◆ SELECTED TEXT
_ _ _ _ _

1.5 Parent Common Stock; Parent Preferred Stock. At and after the
Effective Time, each share of Parent Common Stock and each share of Parent
Preferred Stock issued and outstanding immediately prior to the Effective Time
shall remain an issued and outstanding share of common stock or preferred stock,
as the case may be, of Parent and shall not be affected by the Merger.
1.6 Merger Sub Common Stock. Each of the issued and outstanding shares of
the common stock of Merger Sub immediately prior to the Effective Time shall
remain issued and outstanding after the Merger as shares of the Surviving
Corporation, which shall thereafter constitute all of the issued and outstanding
shares of common stock of the Surviving Corporation. No capital stock of Merger
Sub will be issued or used in the Merger.
1.7 Options. At the Effective Time, each option granted by Subject Company
to purchase shares of Subject Company Common Stock (each a "Subject Company
Option") which is outstanding and unexercised immediately prior thereto shall
cease to represent a right to acquire shares of Subject Company Common Stock and
shall be converted automatically into an option to purchase shares of Parent
Common Stock in an amount and at an exercise price determined as provided below
(and otherwise subject to the terms of the Subject Company 1979 Stock Option and
Incentive Plan and the Subject Company 1988 Stock Option and Incentive Plan,
each as amended to date (together, the "Subject Company Stock Option Plans"),
and the agreements evidencing grants thereunder, including, but not limited to,
the accelerated vesting of such options which shall occur in connection with and
by virtue of the consummation of the Merger as and to the extent required by
such plans and agreements):
(1) the number of shares of Parent Common Stock to be subject to the
new option shall be equal to the product of the number of shares of Subject
Company Common Stock subject to the original option and the Common Exchange
Ratio, provided that any fractional shares of Parent Common Stock resulting
from such multiplication shall be rounded down to the nearest share; and
(2) the exercise price per share of Parent Common Stock under the new
option shall be equal to the exercise price per share of Subject Company
Common Stock under the original option divided by the Common Exchange
Ratio, provided that such exercise price shall be rounded up to the nearest
cent.

_ _ _ _ _

Location labeling records:
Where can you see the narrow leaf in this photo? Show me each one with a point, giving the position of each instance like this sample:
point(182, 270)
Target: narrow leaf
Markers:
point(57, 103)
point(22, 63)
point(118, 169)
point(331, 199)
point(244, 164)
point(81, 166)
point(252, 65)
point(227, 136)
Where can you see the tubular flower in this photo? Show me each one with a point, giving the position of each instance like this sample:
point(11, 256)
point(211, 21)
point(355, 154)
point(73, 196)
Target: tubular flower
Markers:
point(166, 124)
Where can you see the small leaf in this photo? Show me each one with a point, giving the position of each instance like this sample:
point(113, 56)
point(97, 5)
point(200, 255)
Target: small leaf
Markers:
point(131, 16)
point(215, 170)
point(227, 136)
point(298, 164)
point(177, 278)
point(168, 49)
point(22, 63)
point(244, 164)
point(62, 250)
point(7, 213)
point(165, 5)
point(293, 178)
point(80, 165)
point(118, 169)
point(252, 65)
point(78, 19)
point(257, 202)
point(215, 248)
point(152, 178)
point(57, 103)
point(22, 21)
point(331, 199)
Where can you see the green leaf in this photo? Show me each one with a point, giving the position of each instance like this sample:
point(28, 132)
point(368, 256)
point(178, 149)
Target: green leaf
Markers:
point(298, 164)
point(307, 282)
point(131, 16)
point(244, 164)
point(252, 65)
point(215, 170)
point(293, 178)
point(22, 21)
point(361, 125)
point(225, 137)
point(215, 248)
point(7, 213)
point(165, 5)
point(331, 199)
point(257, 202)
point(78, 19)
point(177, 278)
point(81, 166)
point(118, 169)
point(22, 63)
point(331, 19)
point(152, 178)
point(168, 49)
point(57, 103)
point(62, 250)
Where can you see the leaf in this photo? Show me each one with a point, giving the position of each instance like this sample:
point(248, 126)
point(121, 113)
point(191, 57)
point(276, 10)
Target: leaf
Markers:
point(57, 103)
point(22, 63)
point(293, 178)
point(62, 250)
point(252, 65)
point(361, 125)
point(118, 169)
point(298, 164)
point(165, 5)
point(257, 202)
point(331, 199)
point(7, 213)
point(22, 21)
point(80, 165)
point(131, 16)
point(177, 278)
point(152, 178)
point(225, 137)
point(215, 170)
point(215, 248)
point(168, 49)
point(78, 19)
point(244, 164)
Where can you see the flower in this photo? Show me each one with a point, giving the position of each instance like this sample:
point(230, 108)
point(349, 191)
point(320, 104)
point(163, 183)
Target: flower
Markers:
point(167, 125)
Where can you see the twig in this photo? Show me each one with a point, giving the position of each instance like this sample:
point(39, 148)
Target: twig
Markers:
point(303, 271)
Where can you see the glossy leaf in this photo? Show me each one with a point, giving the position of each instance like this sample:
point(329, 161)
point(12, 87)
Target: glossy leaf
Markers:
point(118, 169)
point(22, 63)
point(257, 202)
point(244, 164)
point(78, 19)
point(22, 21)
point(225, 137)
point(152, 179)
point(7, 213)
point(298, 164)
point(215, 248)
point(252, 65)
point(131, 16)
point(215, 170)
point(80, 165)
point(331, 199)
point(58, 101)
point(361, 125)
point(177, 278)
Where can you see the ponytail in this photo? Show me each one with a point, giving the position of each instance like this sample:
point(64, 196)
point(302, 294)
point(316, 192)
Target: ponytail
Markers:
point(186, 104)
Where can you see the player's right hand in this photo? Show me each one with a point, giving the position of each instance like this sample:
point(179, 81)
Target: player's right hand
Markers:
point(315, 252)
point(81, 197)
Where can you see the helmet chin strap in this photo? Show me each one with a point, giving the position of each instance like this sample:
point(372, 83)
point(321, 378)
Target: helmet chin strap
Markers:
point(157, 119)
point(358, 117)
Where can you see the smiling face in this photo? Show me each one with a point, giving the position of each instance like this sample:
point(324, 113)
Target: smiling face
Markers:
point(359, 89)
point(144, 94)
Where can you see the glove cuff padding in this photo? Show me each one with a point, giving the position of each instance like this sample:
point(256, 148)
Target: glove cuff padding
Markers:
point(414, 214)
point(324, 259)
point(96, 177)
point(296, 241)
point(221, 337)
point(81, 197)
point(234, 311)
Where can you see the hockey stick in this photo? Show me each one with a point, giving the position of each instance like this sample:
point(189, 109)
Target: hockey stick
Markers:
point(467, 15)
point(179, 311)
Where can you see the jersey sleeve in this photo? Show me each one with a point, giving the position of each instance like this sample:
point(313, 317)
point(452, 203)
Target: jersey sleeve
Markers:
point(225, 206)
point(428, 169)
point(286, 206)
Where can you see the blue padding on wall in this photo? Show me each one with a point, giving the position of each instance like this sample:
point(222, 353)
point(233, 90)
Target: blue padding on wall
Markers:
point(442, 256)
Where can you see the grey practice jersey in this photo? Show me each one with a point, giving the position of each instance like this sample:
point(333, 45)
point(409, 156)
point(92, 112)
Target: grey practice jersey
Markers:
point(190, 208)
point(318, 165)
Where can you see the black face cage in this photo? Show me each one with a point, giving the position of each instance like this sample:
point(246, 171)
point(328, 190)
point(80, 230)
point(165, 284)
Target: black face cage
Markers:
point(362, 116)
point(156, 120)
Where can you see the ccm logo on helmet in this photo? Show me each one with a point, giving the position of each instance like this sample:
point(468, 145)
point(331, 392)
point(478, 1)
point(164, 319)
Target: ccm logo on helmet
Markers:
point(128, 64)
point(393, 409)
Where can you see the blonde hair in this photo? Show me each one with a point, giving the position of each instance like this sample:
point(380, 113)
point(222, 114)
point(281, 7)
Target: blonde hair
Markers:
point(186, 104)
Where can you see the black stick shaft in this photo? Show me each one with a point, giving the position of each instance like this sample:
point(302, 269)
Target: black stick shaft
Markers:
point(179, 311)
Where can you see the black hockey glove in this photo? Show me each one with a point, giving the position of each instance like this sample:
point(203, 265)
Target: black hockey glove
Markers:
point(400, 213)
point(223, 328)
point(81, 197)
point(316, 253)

_ _ _ _ _

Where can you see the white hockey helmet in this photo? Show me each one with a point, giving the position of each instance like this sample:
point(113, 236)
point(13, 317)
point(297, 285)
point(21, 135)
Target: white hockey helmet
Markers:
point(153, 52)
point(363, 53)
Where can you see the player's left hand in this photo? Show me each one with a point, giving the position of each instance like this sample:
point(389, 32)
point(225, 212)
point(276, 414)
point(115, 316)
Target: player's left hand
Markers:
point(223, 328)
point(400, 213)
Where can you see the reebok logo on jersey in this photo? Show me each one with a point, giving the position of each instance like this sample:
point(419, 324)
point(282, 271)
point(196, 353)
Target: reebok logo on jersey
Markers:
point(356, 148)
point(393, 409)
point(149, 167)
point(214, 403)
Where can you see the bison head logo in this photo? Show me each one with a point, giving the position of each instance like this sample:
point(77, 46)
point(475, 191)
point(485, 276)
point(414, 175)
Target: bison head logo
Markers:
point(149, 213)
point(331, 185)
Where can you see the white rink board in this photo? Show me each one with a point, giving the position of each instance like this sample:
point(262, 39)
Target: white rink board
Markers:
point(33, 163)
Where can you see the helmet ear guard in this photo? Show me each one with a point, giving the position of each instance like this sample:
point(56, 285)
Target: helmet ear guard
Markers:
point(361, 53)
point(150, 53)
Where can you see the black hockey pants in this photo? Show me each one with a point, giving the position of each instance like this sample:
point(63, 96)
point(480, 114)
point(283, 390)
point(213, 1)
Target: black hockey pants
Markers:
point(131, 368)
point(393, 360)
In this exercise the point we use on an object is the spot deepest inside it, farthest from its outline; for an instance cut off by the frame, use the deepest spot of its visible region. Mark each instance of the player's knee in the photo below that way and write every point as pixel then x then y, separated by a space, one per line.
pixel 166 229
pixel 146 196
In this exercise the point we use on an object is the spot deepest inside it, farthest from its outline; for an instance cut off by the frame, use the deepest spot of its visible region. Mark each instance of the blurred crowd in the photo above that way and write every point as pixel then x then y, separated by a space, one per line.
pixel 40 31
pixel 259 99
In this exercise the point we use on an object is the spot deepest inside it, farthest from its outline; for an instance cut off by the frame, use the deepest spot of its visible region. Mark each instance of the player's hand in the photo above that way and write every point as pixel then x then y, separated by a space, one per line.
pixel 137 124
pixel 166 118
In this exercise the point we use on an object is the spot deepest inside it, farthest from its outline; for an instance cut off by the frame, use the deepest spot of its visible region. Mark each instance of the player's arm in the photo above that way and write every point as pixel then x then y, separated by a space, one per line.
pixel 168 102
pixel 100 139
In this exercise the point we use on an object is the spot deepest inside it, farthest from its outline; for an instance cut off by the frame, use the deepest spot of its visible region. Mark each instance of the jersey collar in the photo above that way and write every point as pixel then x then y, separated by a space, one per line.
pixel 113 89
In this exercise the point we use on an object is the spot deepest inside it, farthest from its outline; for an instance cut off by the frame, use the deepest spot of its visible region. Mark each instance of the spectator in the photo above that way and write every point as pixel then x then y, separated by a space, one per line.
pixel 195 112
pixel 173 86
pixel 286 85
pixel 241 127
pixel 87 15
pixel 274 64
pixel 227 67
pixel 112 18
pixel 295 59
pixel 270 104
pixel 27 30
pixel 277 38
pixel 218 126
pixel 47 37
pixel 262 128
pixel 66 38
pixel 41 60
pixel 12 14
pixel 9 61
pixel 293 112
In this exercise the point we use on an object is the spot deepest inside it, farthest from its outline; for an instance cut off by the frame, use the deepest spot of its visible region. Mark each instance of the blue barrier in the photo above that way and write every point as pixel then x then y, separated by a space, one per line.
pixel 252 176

_ _ _ _ _

◆ EXERCISES
1. Under the merger agreement excerpt, what happens to fractional shares of Parent Common Stock that result from converting a Subject Company Option?
2. Extract each line of the entries that contains the word "blue".

◆ EXERCISE RESULTS
1. They are rounded down to the nearest share.

2.
Where can you see the blue padding on wall in this photo? Show me each one with a point, giving the position of each instance like this sample:
Target: blue padding on wall
In this exercise the point we use on an object is the spot deepest inside it, farthest from its outline; for an instance cut off by the frame, use the deepest spot of its visible region. Mark each instance of the blue barrier in the photo above that way and write every point as pixel then x then y, separated by a space, one per line.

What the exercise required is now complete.